_Brief:_ Pull out each line of the rows below that contains the word "woman".

_Dataset entries:_
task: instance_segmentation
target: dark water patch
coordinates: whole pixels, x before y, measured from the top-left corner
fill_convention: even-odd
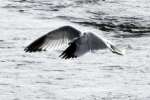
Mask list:
[[[122,66],[119,66],[119,65],[113,65],[113,66],[101,66],[101,68],[103,70],[123,70],[124,68]]]
[[[150,36],[150,34],[145,33],[124,33],[124,34],[116,34],[113,37],[116,38],[138,38],[138,37],[147,37]]]

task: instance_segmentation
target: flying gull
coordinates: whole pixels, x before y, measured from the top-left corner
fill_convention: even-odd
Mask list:
[[[63,44],[68,45],[68,47],[59,56],[64,59],[76,58],[88,51],[106,48],[115,54],[123,55],[123,52],[110,41],[91,32],[82,34],[79,30],[72,26],[63,26],[48,32],[47,34],[33,41],[24,50],[26,52],[44,51],[48,47],[61,47]]]

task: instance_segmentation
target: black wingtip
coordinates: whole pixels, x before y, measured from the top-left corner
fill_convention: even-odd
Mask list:
[[[33,49],[33,48],[30,48],[30,47],[26,47],[26,48],[24,49],[24,51],[31,53],[31,52],[40,52],[40,51],[46,51],[46,50],[37,49],[37,48],[36,48],[36,49]]]

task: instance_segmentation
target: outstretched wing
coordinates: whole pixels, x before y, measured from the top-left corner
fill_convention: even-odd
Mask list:
[[[46,50],[47,47],[60,47],[62,44],[68,44],[80,35],[81,32],[77,29],[71,26],[63,26],[38,38],[24,50],[26,52],[36,52]]]
[[[121,51],[109,41],[100,38],[92,33],[88,33],[75,39],[70,46],[64,50],[60,57],[69,59],[79,57],[90,50],[109,48],[113,53],[122,55]]]

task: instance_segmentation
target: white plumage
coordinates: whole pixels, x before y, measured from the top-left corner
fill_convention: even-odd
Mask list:
[[[60,57],[69,59],[76,58],[88,51],[110,49],[113,53],[123,55],[110,41],[99,37],[91,32],[81,33],[71,26],[63,26],[38,38],[25,48],[26,52],[46,50],[47,47],[69,46],[62,52]]]

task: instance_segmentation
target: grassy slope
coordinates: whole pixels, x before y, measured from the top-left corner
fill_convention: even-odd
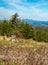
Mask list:
[[[11,41],[0,41],[0,46],[8,47],[8,46],[19,46],[19,47],[41,47],[47,46],[48,43],[22,43],[22,42],[11,42]]]

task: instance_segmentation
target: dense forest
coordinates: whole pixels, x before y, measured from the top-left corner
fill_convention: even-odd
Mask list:
[[[33,27],[20,20],[18,14],[14,14],[10,20],[0,22],[0,35],[11,36],[15,34],[19,38],[33,39],[39,42],[48,42],[48,28]]]

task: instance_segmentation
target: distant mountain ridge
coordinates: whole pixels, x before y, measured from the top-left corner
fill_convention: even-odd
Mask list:
[[[32,19],[23,19],[24,22],[27,22],[28,24],[31,24],[35,27],[48,27],[48,21],[37,21]]]

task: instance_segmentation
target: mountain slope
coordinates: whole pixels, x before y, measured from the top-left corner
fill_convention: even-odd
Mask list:
[[[24,19],[24,22],[27,22],[35,27],[48,27],[48,21],[36,21],[36,20],[31,20],[31,19]]]

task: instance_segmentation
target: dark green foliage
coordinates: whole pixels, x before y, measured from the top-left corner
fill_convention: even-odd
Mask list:
[[[11,36],[12,34],[25,39],[32,38],[36,41],[48,42],[48,28],[35,28],[28,23],[20,22],[17,13],[12,16],[10,21],[0,22],[0,35]]]

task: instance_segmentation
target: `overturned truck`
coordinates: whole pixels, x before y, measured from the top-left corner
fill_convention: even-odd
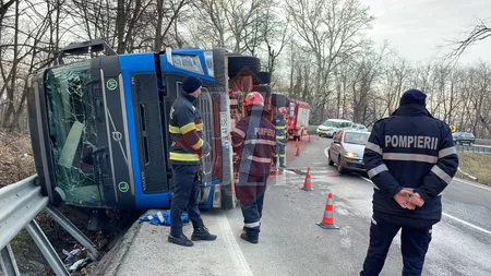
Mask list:
[[[213,147],[203,159],[201,208],[232,208],[228,134],[244,115],[243,96],[262,93],[271,120],[276,107],[289,107],[260,69],[258,58],[224,49],[117,55],[100,39],[68,46],[57,65],[29,81],[29,131],[43,192],[53,204],[168,208],[168,117],[182,80],[193,74],[203,82],[195,105],[203,139]]]

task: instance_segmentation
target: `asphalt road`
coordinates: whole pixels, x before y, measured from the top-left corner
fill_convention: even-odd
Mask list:
[[[373,189],[367,179],[339,176],[328,167],[328,144],[327,139],[303,144],[300,156],[288,158],[291,171],[272,180],[259,244],[239,238],[240,208],[203,213],[218,239],[191,249],[167,243],[167,227],[142,225],[121,261],[113,261],[113,275],[358,275],[368,249]],[[309,166],[315,191],[306,192],[300,190],[301,172]],[[315,225],[330,192],[337,230]],[[444,217],[433,228],[423,275],[491,275],[491,189],[453,181],[443,199]],[[185,227],[188,237],[191,231]],[[400,275],[399,239],[394,239],[381,275]]]
[[[260,244],[239,240],[252,275],[358,275],[369,242],[372,185],[359,176],[338,176],[327,166],[330,140],[314,141],[289,169],[312,167],[313,192],[299,190],[303,176],[286,173],[267,191]],[[315,225],[326,194],[334,194],[339,230]],[[491,275],[491,189],[454,181],[445,191],[444,217],[433,229],[423,275]],[[240,229],[239,209],[227,213]],[[240,231],[236,231],[236,236]],[[382,275],[400,275],[399,236]]]

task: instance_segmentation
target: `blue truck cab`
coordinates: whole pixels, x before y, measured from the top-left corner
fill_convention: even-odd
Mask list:
[[[107,55],[64,62],[96,51]],[[51,203],[168,208],[168,116],[182,80],[193,74],[203,82],[196,108],[213,147],[202,163],[201,207],[235,206],[227,92],[231,75],[258,73],[259,59],[224,49],[116,55],[96,39],[70,45],[58,63],[31,77],[27,99],[38,180]]]

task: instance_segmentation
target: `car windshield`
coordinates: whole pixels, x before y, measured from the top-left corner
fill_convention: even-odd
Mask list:
[[[333,128],[343,128],[343,127],[348,127],[346,124],[347,124],[346,122],[339,122],[339,121],[325,121],[322,125],[333,127]]]
[[[367,144],[369,136],[370,136],[369,133],[346,132],[345,133],[345,143],[356,144],[356,145],[364,145],[364,144]]]

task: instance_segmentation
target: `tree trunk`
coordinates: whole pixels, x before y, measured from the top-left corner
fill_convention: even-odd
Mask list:
[[[118,13],[116,15],[116,36],[118,37],[118,53],[124,53],[127,49],[127,45],[124,41],[124,29],[127,27],[127,19],[125,19],[125,10],[124,10],[124,0],[118,0]]]

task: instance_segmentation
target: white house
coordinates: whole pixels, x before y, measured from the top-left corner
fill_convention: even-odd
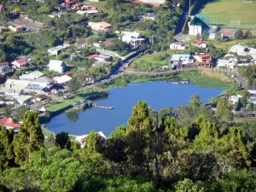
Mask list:
[[[184,50],[188,47],[182,42],[174,42],[170,45],[171,49]]]
[[[231,104],[235,104],[236,102],[238,102],[239,99],[241,98],[242,96],[237,95],[237,96],[230,96],[229,97],[229,102]]]
[[[34,80],[38,78],[44,76],[44,74],[39,71],[34,71],[29,74],[23,74],[20,76],[20,80]]]
[[[67,75],[62,75],[61,77],[53,78],[53,80],[57,84],[65,84],[67,81],[70,81],[71,79],[72,79],[72,78]]]
[[[195,46],[198,47],[198,48],[207,48],[207,44],[206,43],[204,43],[203,41],[200,41],[200,40],[195,40]]]
[[[251,55],[253,61],[256,60],[256,49],[250,48],[245,45],[236,44],[230,48],[230,52],[236,53],[237,55],[240,56]]]
[[[65,73],[67,70],[67,65],[59,60],[50,60],[48,64],[49,70],[52,70],[58,73]]]
[[[1,62],[0,63],[0,73],[5,74],[7,72],[12,71],[12,68],[9,67],[9,62]]]
[[[137,48],[139,44],[145,41],[145,38],[142,38],[140,33],[137,32],[121,32],[121,40],[130,44],[132,48]]]
[[[233,69],[237,64],[237,59],[230,58],[230,60],[218,59],[217,61],[217,67],[225,67],[229,69]]]

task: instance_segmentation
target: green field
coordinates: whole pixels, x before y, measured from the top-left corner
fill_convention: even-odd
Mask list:
[[[236,27],[230,25],[230,20],[240,20],[241,27],[256,29],[256,1],[253,3],[242,3],[242,0],[213,0],[201,10],[201,14],[211,16],[212,23],[217,22],[227,27]]]

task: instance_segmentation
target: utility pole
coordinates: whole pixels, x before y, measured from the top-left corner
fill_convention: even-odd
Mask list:
[[[190,16],[191,16],[191,0],[189,0],[189,18],[190,18]]]

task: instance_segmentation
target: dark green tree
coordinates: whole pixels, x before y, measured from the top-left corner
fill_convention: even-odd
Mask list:
[[[14,140],[15,163],[22,164],[29,159],[32,153],[44,148],[44,136],[37,113],[26,111],[22,124],[19,127],[19,135]]]
[[[57,133],[55,136],[55,145],[61,149],[67,148],[70,150],[71,142],[68,137],[68,133],[63,131]]]

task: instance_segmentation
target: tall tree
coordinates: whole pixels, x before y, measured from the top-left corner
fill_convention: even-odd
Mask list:
[[[68,91],[76,94],[82,86],[82,82],[79,76],[74,76],[68,81]]]
[[[219,100],[217,103],[216,109],[216,114],[219,121],[229,121],[233,119],[231,109],[225,100]]]
[[[67,148],[70,149],[71,148],[71,142],[68,137],[67,132],[60,132],[57,133],[55,136],[55,145],[60,147],[61,149]]]
[[[15,137],[14,141],[15,162],[20,165],[27,160],[32,152],[44,147],[44,136],[37,113],[26,111],[19,128],[19,135]]]
[[[0,172],[15,165],[14,130],[0,125]]]

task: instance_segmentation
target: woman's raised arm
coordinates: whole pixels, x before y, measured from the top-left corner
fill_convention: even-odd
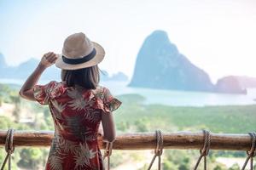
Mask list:
[[[20,88],[19,94],[26,99],[35,100],[33,95],[33,87],[38,83],[44,71],[52,65],[57,60],[57,55],[53,52],[45,54],[35,71],[28,76],[22,88]]]

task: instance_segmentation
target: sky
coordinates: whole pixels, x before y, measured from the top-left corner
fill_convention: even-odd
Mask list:
[[[82,31],[105,48],[102,70],[131,78],[155,30],[166,31],[213,82],[256,77],[255,0],[0,0],[0,53],[9,65],[61,54],[65,38]]]

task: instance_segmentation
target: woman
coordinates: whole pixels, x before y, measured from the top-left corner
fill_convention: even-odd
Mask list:
[[[20,95],[49,105],[55,124],[55,135],[45,166],[47,170],[104,169],[97,144],[102,123],[103,140],[113,142],[115,128],[112,111],[121,102],[99,83],[100,63],[104,49],[84,33],[66,38],[61,56],[45,54],[27,78]],[[55,64],[61,70],[62,82],[36,85],[41,74]]]

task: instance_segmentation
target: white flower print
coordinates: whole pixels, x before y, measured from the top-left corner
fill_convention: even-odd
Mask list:
[[[89,150],[89,147],[85,142],[85,144],[80,143],[80,148],[76,152],[74,156],[75,160],[75,169],[79,167],[90,167],[90,159],[92,159],[95,157],[97,151],[93,151],[93,150]]]

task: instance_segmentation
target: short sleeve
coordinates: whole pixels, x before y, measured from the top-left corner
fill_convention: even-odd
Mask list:
[[[118,99],[114,98],[108,88],[104,88],[104,99],[103,105],[105,108],[105,112],[109,113],[117,110],[122,104]]]
[[[50,99],[50,94],[56,84],[57,82],[51,81],[45,85],[35,85],[33,88],[35,99],[41,105],[48,105]]]

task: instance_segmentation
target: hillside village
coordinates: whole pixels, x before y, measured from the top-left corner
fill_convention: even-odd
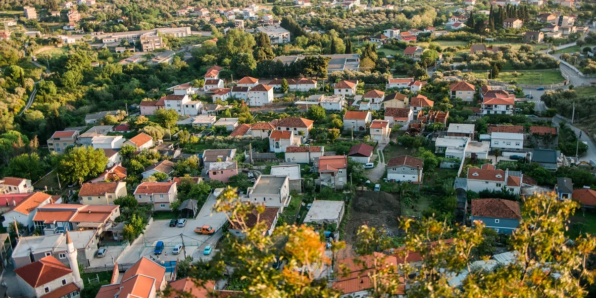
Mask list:
[[[593,294],[595,12],[0,3],[0,291]]]

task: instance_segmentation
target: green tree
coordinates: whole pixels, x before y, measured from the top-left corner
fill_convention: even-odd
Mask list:
[[[60,180],[69,184],[82,182],[103,173],[108,159],[101,149],[74,147],[64,154],[56,167]]]
[[[321,105],[313,104],[308,108],[308,112],[306,114],[306,117],[308,119],[313,120],[315,122],[319,122],[325,119],[325,108]]]
[[[37,153],[26,153],[11,159],[7,174],[37,181],[45,173],[45,168]]]
[[[171,128],[178,121],[178,113],[172,108],[160,108],[155,111],[155,118],[162,127]]]

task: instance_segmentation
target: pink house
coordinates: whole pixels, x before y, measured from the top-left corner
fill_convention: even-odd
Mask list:
[[[229,182],[229,178],[238,174],[238,162],[216,162],[209,164],[209,178],[224,183]]]

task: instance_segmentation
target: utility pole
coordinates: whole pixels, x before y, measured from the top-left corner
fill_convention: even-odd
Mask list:
[[[184,259],[186,259],[186,247],[184,246],[184,235],[180,233],[180,238],[182,240],[182,252],[184,253]]]

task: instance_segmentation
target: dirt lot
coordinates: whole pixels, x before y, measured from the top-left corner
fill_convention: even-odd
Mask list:
[[[384,226],[388,231],[398,234],[398,218],[401,214],[397,196],[383,191],[358,193],[352,202],[350,218],[346,225],[344,240],[347,246],[354,243],[358,228],[362,225],[375,228]]]

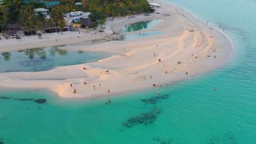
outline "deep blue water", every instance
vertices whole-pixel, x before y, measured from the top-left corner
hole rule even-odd
[[[89,101],[1,91],[4,143],[256,143],[256,1],[166,0],[210,21],[236,52],[221,68],[158,89]],[[217,91],[213,88],[216,87]],[[120,96],[120,97],[119,97]],[[39,104],[13,99],[46,98]]]

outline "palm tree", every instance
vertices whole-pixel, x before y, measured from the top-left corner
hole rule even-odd
[[[5,11],[6,8],[5,5],[0,7],[0,26],[1,27],[1,31],[3,32],[4,27],[5,26],[8,20],[8,13]]]
[[[58,26],[60,31],[61,31],[61,34],[63,34],[62,30],[65,28],[66,22],[64,19],[60,20],[58,22]]]
[[[31,5],[21,10],[19,19],[22,26],[26,28],[29,37],[30,32],[34,26],[35,19],[34,10]]]
[[[48,25],[49,29],[50,30],[50,34],[51,33],[51,27],[53,26],[53,19],[50,18],[46,20],[47,25]]]
[[[81,20],[78,21],[77,23],[78,25],[78,33],[80,34],[80,27],[81,27]]]
[[[40,33],[44,30],[44,15],[39,11],[38,15],[36,17],[36,31],[40,31]]]

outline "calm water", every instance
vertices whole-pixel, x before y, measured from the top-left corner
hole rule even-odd
[[[111,55],[105,52],[67,51],[56,46],[2,53],[0,73],[44,71],[58,66],[96,62]]]
[[[141,32],[136,34],[127,34],[125,35],[125,39],[127,40],[136,39],[136,38],[144,38],[148,37],[150,36],[154,36],[156,35],[160,35],[162,34],[164,34],[165,32],[161,32],[161,31],[149,31],[149,32]]]
[[[256,2],[169,2],[223,26],[237,47],[228,64],[161,89],[110,98],[108,105],[106,97],[60,100],[44,91],[2,91],[0,97],[48,101],[0,99],[0,142],[256,143]]]
[[[150,29],[162,21],[164,21],[163,20],[154,20],[128,24],[123,27],[123,31],[124,32],[131,32]]]

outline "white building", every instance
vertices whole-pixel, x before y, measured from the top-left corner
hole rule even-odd
[[[48,15],[49,10],[48,9],[44,9],[44,8],[38,8],[38,9],[35,9],[34,10],[34,11],[36,12],[36,14],[37,14],[37,13],[39,11],[40,11],[44,15],[45,17],[47,17],[47,16]]]
[[[76,22],[80,21],[82,19],[89,19],[90,13],[84,13],[83,11],[74,11],[67,13],[64,15],[66,25],[71,25],[71,23]]]

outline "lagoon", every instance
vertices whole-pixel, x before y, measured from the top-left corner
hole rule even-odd
[[[154,20],[129,24],[123,27],[123,32],[127,33],[148,29],[162,21],[163,20]]]
[[[221,25],[236,46],[230,61],[163,87],[162,97],[155,90],[120,94],[108,105],[104,97],[85,102],[44,91],[1,91],[0,97],[46,98],[47,103],[0,99],[0,142],[256,143],[256,2],[165,1],[217,28]]]
[[[56,46],[11,51],[0,55],[0,73],[45,71],[60,66],[97,62],[112,55],[67,51]]]

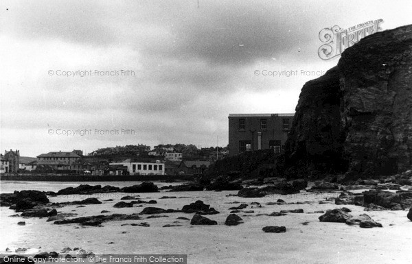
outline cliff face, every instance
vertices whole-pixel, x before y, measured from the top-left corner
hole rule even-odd
[[[304,86],[285,158],[306,174],[412,168],[412,25],[362,39]]]

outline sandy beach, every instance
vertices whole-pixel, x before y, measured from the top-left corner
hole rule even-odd
[[[127,184],[127,183],[124,183]],[[159,182],[155,182],[159,184]],[[40,189],[52,188],[46,184]],[[18,184],[19,185],[19,184]],[[74,184],[76,185],[76,184]],[[34,184],[35,186],[35,184]],[[32,187],[33,186],[32,186]],[[4,184],[3,184],[3,187]],[[34,189],[34,188],[32,188]],[[44,190],[42,190],[44,191]],[[362,191],[357,190],[356,191]],[[412,260],[409,244],[411,222],[404,211],[365,212],[364,208],[345,206],[352,215],[367,213],[382,228],[360,228],[341,223],[321,222],[319,211],[341,208],[327,198],[339,196],[340,192],[312,193],[301,191],[299,194],[269,195],[261,198],[236,196],[237,191],[165,192],[150,193],[95,193],[49,197],[51,202],[65,202],[96,197],[102,204],[84,207],[69,205],[57,208],[58,212],[76,213],[81,216],[105,213],[132,214],[141,212],[146,206],[178,209],[184,205],[202,200],[210,204],[219,214],[206,215],[216,220],[216,226],[192,226],[188,220],[194,214],[164,213],[165,217],[149,218],[142,215],[139,220],[104,222],[102,227],[82,226],[78,224],[56,225],[47,218],[10,217],[14,211],[1,208],[2,239],[0,253],[25,248],[25,254],[42,251],[60,252],[64,248],[81,248],[94,254],[183,254],[190,263],[407,263]],[[116,208],[113,205],[125,195],[140,195],[144,200],[154,200],[157,204],[135,204],[136,207]],[[163,196],[176,198],[159,199]],[[112,199],[112,201],[104,201]],[[282,199],[290,204],[266,205]],[[128,201],[126,201],[128,202]],[[322,202],[322,204],[319,204]],[[248,204],[243,212],[237,213],[244,224],[236,226],[224,225],[229,208],[240,203]],[[260,203],[261,207],[251,203]],[[297,204],[298,202],[305,202]],[[304,213],[288,213],[279,217],[259,215],[274,211],[301,208]],[[252,213],[253,211],[253,213]],[[25,221],[25,226],[17,222]],[[150,226],[133,226],[127,224],[148,223]],[[167,224],[180,226],[163,227]],[[284,233],[265,233],[266,226],[284,226]],[[75,252],[70,252],[76,254]]]

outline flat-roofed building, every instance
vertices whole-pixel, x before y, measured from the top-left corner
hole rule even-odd
[[[283,151],[295,114],[229,114],[229,155],[273,149]]]

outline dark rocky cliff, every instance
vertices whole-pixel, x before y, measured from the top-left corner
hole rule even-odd
[[[362,39],[304,86],[285,160],[296,176],[412,168],[412,25]]]

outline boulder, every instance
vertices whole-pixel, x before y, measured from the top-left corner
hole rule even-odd
[[[171,186],[169,191],[203,191],[203,186],[196,184]]]
[[[81,201],[73,201],[71,202],[72,204],[100,204],[102,202],[99,201],[98,198],[86,198]]]
[[[242,210],[242,209],[244,209],[247,207],[247,204],[240,204],[238,206],[231,207],[229,208],[229,210]]]
[[[218,222],[214,220],[211,220],[209,218],[205,217],[199,215],[194,215],[190,221],[192,225],[207,225],[213,226],[217,225]]]
[[[140,215],[154,215],[159,213],[176,213],[181,212],[178,210],[173,209],[163,209],[161,208],[157,207],[146,207],[141,212],[140,212]]]
[[[286,232],[286,228],[284,226],[265,226],[262,228],[265,233],[284,233]]]
[[[240,216],[235,215],[234,213],[229,215],[227,218],[226,218],[226,221],[225,221],[225,224],[226,226],[238,226],[238,224],[242,223],[243,219]]]
[[[299,193],[299,189],[295,188],[292,184],[286,182],[277,182],[273,185],[268,185],[262,189],[266,193],[271,194],[294,194]]]
[[[20,216],[26,217],[49,217],[49,212],[45,208],[30,209],[23,212]]]
[[[226,177],[218,177],[206,187],[207,191],[235,191],[243,188],[242,182],[230,182]]]
[[[157,193],[159,191],[159,189],[153,182],[144,182],[139,185],[122,188],[120,191],[124,193]]]
[[[376,222],[375,221],[370,220],[363,220],[359,223],[359,227],[362,228],[381,228],[382,224],[380,223]]]
[[[328,210],[324,215],[319,219],[321,222],[345,223],[346,220],[352,217],[352,215],[342,209]]]
[[[205,204],[200,200],[183,206],[182,211],[187,213],[196,213],[198,215],[215,215],[219,213],[214,208],[210,208],[210,205]]]
[[[297,190],[304,189],[308,187],[308,182],[303,179],[296,180],[292,182],[292,186]]]
[[[243,188],[238,193],[238,196],[246,198],[255,198],[264,197],[266,192],[260,188]]]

_Finished answer:_
target: woman's raised arm
target: woman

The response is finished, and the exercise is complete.